■ WHAT YOU HAVE TO DO
Your answer should be an exact copy of the lines from the start of the entries to the line containing "TARGET: the man in uniform", both included.

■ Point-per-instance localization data

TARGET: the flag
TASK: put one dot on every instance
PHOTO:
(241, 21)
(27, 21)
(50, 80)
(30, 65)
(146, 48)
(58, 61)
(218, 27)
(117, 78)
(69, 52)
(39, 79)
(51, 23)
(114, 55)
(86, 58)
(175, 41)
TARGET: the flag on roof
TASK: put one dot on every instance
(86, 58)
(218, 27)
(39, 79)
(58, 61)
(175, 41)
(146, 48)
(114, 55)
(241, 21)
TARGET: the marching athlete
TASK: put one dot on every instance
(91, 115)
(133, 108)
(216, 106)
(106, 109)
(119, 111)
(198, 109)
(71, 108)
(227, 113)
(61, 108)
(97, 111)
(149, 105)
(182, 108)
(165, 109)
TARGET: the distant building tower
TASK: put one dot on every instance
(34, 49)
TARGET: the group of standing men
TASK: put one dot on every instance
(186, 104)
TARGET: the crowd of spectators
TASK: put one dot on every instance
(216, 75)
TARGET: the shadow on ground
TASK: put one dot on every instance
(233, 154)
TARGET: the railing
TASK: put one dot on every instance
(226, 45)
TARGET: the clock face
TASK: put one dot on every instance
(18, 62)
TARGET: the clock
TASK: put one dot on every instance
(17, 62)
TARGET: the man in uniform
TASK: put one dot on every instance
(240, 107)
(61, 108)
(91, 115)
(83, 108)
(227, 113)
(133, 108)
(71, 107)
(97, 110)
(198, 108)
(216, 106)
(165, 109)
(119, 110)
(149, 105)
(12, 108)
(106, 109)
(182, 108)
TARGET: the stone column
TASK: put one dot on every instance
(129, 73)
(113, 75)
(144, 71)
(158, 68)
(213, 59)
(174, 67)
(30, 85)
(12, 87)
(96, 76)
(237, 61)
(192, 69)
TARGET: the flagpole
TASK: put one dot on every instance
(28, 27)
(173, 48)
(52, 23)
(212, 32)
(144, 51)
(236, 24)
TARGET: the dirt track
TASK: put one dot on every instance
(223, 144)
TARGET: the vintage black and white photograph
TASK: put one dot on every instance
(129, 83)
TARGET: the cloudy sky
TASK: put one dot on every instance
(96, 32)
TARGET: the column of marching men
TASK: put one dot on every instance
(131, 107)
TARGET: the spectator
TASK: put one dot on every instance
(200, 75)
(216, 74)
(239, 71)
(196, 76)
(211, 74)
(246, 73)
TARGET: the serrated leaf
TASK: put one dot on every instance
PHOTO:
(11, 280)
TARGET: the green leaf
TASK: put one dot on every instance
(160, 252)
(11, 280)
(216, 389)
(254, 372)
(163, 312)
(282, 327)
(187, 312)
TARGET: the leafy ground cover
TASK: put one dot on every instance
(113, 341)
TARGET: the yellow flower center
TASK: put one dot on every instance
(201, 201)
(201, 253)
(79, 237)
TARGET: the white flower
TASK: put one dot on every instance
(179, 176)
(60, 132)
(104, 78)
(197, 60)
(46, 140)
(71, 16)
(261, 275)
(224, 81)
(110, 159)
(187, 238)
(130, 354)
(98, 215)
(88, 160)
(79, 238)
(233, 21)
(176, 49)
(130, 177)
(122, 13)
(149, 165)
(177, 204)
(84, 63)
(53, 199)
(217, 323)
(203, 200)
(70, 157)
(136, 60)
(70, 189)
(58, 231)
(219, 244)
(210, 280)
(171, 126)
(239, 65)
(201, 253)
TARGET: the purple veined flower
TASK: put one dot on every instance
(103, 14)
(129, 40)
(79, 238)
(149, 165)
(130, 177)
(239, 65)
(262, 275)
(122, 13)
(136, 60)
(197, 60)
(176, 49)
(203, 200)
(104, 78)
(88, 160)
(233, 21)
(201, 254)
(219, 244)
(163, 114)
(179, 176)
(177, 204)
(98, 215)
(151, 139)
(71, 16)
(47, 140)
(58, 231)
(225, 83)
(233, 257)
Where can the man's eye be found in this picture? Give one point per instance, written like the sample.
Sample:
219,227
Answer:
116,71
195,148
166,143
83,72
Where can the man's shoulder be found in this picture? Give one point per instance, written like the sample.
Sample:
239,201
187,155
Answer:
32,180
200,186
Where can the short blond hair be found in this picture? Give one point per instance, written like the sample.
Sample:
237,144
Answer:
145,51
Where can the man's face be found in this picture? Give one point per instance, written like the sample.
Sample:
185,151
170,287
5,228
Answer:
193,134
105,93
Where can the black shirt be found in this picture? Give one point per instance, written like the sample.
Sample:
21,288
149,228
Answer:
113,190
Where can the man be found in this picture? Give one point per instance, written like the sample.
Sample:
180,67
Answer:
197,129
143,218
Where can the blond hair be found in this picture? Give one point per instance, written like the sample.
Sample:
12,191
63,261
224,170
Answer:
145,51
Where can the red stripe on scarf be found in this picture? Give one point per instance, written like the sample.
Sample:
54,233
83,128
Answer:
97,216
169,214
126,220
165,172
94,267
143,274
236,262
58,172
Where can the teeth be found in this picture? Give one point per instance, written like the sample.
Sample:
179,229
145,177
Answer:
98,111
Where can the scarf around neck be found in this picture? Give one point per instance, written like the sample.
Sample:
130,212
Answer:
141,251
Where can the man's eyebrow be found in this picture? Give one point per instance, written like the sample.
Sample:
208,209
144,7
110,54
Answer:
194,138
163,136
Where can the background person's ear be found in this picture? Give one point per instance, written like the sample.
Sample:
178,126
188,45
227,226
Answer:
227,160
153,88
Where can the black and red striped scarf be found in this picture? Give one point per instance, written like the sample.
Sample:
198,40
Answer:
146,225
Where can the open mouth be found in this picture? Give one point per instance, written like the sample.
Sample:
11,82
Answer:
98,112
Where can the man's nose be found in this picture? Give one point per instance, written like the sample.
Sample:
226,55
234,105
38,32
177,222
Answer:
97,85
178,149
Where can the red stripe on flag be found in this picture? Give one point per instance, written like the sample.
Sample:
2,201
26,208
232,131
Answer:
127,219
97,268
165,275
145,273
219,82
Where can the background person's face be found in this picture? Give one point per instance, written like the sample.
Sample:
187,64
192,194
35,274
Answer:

■ ANSWER BOX
TARGET: the flag
TASK: put one dot on every instance
PHOTO:
(241, 21)
(27, 21)
(50, 80)
(30, 65)
(146, 48)
(58, 61)
(218, 27)
(117, 78)
(69, 52)
(39, 79)
(51, 23)
(114, 55)
(86, 58)
(175, 41)
TARGET: the flag on roof
TASK: put one dot on every instance
(86, 58)
(218, 27)
(39, 79)
(58, 61)
(175, 41)
(146, 48)
(114, 55)
(241, 21)
TARGET: the marching athlete
TASK: put one dot on every instance
(91, 115)
(133, 108)
(216, 106)
(106, 109)
(119, 111)
(198, 109)
(71, 108)
(227, 113)
(61, 108)
(97, 111)
(149, 105)
(182, 108)
(165, 109)
TARGET: the distant building tower
TASK: put one dot on every instance
(34, 49)
TARGET: the group of standing men
TASK: put one dot on every instance
(186, 104)
TARGET: the crowd of spectators
TASK: put one dot on every instance
(216, 75)
TARGET: the shadow on ground
TASK: put one dot on every instance
(233, 154)
TARGET: the railing
TASK: put one dot on every instance
(226, 45)
TARGET: the clock face
TASK: put one dot on every instance
(18, 62)
TARGET: the clock
TASK: put one dot on every instance
(17, 62)
TARGET: the man in uniform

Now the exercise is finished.